§ Exercise goal
Each entry listed below should be reproduced word for word.

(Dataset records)
◇ ◇ ◇

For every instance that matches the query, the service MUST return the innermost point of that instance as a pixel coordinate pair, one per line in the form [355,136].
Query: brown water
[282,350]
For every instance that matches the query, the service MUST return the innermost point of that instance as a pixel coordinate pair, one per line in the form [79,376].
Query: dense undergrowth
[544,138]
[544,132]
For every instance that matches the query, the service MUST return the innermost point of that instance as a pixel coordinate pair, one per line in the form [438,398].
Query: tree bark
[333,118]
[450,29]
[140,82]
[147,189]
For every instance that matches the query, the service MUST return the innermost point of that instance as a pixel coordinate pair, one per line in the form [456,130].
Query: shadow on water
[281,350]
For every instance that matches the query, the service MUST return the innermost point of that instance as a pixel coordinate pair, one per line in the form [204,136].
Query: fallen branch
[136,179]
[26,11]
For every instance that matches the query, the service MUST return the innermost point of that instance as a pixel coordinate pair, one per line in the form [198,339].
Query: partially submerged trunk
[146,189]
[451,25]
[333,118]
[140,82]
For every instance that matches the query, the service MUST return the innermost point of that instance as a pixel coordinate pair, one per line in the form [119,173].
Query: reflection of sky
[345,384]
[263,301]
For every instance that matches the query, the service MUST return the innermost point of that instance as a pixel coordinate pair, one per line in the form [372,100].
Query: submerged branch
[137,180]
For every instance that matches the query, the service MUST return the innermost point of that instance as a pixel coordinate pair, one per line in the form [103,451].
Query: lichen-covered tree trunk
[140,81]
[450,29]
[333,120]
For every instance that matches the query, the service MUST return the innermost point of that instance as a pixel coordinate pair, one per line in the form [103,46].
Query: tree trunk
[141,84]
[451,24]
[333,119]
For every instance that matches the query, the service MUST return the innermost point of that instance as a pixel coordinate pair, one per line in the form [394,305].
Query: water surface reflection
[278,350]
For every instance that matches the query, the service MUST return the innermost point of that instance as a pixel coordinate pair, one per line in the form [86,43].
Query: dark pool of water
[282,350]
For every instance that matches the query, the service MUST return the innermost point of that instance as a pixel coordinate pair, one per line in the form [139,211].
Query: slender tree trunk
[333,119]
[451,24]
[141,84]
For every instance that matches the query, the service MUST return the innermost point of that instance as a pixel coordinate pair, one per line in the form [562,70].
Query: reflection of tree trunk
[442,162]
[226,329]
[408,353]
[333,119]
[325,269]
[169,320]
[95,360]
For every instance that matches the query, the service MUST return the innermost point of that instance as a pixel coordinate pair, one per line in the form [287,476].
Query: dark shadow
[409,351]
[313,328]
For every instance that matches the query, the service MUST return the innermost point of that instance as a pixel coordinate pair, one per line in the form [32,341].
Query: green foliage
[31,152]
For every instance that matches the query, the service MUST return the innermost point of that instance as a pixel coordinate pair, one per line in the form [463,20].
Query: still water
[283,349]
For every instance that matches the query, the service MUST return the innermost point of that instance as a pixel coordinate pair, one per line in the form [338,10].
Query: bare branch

◇ ◇ ◇

§ Solution
For every instance that matches the query, the service MUST return the innermost point of that instance as a pixel coordinate pair, one per line in the form [355,136].
Query: brown water
[282,350]
For every instance that matches the query, the service MUST return the innermost point of that instance as a pixel coordinate pair, one per line in the form [79,376].
Query: dense undergrowth
[544,138]
[544,132]
For every instance that matches the query, the service MUST return the innermost point of that instance as a pixel coordinate pair, one per line in the form [438,398].
Query: tree bark
[333,118]
[450,29]
[140,82]
[147,189]
For every instance that matches the query, the service MUST return the innermost point of that instance as a pixel coordinate pair, one per line in the form [456,130].
Query: shadow on water
[281,350]
For every instance that matches the query, the service MUST return the innermost point of that instance as a pixel coordinate pair, one per line in the form [204,136].
Query: fallen branch
[136,179]
[26,11]
For every instance that matches the query, the service MUST return the innermost point of that instance as a pixel coordinate pair, one per line in the form [198,339].
Query: partially submerged trunk
[146,189]
[451,25]
[333,118]
[140,82]
For every instance that matches the query, the service MUST return the innermost point of that instance as a pixel coordinate pair, one per line in the form [119,173].
Query: reflection of sky
[345,384]
[263,301]
For every instance that matches the query, the service MUST return the innermost point of that instance as a pixel coordinate pair, one per line in the form [372,100].
Query: submerged branch
[137,180]
For every instance that matches the query, the service MUST return the innermost point of that instance as a pixel coordinate pair, one per line in the form [103,451].
Query: lichen-covered tree trunk
[140,81]
[450,29]
[333,120]
For every instance that matches the query, the service MUST return the innermost point of that instance as a pixel coordinate pair, one per line in the form [103,46].
Query: tree trunk
[141,84]
[451,24]
[333,119]
For every instance that matches the query, the service MUST return the innermost point of that instance as a pixel coordinate pair, one per line in the form [394,305].
Query: water surface reflection
[278,350]
For every instance that matches the query, the service MUST return the innermost point of that instance as a pixel coordinate pair, one per line in the form [86,43].
Query: dark pool of water
[282,350]
For every instance that matches the query, the service MUST return the innermost point of that instance as a pixel coordinate pair, one per line in the form [139,211].
Query: slender tree trunk
[333,119]
[451,24]
[141,84]
For every instance that matches the query, the service MUST return the innermost point of that instance as a pixel coordinate pair, one per line in the form [562,70].
Query: reflection of tree trunk
[442,162]
[226,329]
[408,353]
[333,119]
[325,269]
[169,320]
[95,360]
For every instance that matches the query, the service MUST return the innermost point of that instance as a pixel coordinate pair, one per line in the form [287,476].
Query: dark shadow
[409,351]
[313,328]
For every instance that matches the query, the service MUST return the innermost point of that instance as a pixel coordinate pair, one per line in the form [32,341].
Query: green foliage
[31,152]
For every instance that matches the query, the service MUST return the innermost point of that instance as a pixel coordinate pair, one per line in the form [463,20].
Query: still water
[283,349]
For every instance that matches the query, the service MUST return the innermost point of that instance as a pixel coordinate pair, one per line in the form [338,10].
Query: bare branch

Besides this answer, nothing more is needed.